* **Trecho da página**:
Por vezes, lembrei de Jacques Tati (ator, diretor francês, que trabalhava uma corporeidade da pantomima), nas partituras de corpo de Jackeline, lentamente construindo posturas, depois dançando com gestos do cotidiano, valendo-se dos braços, mas também de coluna e articulações e ossos e pele e expressão facial. Depois, vêm as movências movediças pelo chão (exploram-se com absoluta consciência e domínio todos os planos – baixo, médio e alto – e todos os vãos do palco); um adereço de figurino que a certa altura a bailarina enverga e traz à cena (um blazer branco) é flâmula, é ferramenta para borrar o gesto da dança e a interação entre música, projeções de pontos pretos na tela atrás com os quais Jackeline dança como se fosse ela um ímã e um dínamo dispersor; depois surgem bolas vermelhas que se agregam como manchas, como coágulos, e associo o que vejo com Yayoi Kusama (nascida em 1929, no Japão; artista visual, performer e escritora japonesa – entre várias outras linguagens) e o conjunto de sua obra visual, sobretudo sua obsessão por pontos e bolas. Penso e sinto em sinergia, tudo que organicamente se funde neste procedimento e a plateia se dissolve e se amalgama na cena.

* **Dados fornecidos**:
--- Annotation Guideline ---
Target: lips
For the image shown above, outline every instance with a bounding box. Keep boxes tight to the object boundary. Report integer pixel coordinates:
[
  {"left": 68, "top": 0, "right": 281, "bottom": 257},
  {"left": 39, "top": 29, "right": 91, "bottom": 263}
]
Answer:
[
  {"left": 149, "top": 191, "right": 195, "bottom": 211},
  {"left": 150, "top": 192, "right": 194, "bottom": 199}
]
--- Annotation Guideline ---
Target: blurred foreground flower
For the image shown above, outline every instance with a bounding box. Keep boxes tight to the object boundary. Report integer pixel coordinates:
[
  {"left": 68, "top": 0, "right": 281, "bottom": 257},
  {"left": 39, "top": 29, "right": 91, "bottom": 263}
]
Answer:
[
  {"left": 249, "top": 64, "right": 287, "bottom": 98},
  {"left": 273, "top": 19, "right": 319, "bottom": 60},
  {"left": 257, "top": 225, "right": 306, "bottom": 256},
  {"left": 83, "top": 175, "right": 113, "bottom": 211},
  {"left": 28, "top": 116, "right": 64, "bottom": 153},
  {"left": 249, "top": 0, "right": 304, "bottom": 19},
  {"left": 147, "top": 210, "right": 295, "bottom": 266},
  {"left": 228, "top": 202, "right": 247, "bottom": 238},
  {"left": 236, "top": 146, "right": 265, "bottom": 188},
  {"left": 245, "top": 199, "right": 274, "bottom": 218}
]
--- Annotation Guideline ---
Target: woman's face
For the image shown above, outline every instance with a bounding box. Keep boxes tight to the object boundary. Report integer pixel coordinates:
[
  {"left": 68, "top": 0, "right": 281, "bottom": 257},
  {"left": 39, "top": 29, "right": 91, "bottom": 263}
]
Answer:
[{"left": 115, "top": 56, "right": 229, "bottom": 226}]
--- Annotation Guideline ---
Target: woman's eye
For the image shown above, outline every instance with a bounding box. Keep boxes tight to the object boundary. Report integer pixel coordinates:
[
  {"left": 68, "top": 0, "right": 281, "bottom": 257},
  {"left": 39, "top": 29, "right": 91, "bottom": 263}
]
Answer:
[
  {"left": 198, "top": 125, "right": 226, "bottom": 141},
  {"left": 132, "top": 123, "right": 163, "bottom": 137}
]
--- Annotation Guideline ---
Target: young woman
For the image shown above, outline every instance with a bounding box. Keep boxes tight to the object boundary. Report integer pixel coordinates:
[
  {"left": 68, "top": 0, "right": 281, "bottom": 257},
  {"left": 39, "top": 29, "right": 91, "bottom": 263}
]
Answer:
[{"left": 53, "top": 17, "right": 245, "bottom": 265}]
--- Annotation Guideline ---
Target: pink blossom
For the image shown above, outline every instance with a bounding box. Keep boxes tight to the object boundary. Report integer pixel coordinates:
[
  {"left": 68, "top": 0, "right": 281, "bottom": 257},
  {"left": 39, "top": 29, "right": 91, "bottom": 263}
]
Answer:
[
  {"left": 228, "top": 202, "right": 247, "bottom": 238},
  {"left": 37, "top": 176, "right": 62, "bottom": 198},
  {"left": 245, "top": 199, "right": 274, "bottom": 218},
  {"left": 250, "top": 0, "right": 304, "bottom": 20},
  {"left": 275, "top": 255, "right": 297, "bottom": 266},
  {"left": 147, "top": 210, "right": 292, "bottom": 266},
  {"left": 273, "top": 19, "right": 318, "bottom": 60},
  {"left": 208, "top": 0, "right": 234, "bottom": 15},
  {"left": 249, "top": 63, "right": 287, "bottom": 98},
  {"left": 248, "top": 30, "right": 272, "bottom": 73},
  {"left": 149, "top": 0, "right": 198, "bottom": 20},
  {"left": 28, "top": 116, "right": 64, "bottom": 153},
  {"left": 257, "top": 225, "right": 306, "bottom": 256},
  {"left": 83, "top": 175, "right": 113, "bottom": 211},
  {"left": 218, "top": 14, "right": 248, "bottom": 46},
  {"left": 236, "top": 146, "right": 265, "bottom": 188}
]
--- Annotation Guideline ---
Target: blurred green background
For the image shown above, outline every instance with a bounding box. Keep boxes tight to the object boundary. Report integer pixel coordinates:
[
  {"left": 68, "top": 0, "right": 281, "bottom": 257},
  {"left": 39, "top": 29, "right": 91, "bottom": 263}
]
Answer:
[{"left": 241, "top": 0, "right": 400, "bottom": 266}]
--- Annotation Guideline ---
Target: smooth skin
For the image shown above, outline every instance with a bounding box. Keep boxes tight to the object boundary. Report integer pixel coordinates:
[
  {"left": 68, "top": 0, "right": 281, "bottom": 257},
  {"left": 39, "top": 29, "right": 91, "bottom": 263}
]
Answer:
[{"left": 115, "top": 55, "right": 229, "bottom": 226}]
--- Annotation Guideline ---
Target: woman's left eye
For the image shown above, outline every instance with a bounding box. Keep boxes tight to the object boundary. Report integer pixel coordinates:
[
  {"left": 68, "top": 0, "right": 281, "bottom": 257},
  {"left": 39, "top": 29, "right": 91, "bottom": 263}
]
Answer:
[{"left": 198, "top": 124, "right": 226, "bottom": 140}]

* **O que fazer**: Segundo o trecho sobre a dança de Jackeline, de quais partes do corpo ela se vale ao dançar com gestos do cotidiano? Enumere todas. O material provém de outra fonte.

* **Área de resposta**: braços, coluna, articulações, ossos, pele, expressão facial